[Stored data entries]
────────────────

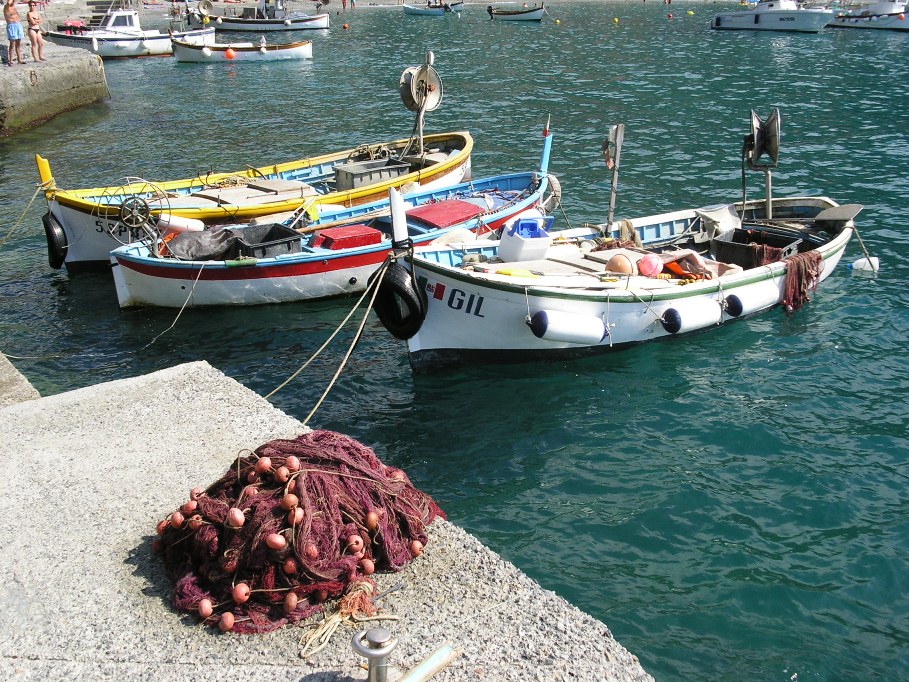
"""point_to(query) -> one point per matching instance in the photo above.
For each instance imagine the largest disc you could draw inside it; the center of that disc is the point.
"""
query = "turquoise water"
(733, 505)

────────────────

Task requirements
A single figure must be given: how many lines of the records above include the string "instance".

Exercise answer
2